§ What is expected
Reproduce each line of the listing below character for character.

····················

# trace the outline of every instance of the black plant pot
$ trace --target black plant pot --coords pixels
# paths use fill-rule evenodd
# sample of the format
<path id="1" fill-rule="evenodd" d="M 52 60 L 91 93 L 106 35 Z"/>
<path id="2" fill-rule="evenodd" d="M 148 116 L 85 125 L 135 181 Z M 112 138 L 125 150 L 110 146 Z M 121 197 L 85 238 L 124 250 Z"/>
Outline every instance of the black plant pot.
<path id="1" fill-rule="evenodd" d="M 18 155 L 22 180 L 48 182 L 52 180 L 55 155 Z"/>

····················

§ Written answer
# trace the outline of every instance of the black plant pot
$ trace --target black plant pot --coords pixels
# paths use fill-rule evenodd
# sample of the format
<path id="1" fill-rule="evenodd" d="M 52 60 L 91 93 L 106 35 Z"/>
<path id="2" fill-rule="evenodd" d="M 148 116 L 85 125 L 135 181 Z M 112 138 L 125 150 L 110 146 Z M 121 197 L 85 238 L 124 250 Z"/>
Outline every instance of the black plant pot.
<path id="1" fill-rule="evenodd" d="M 18 155 L 22 180 L 48 182 L 52 180 L 55 155 Z"/>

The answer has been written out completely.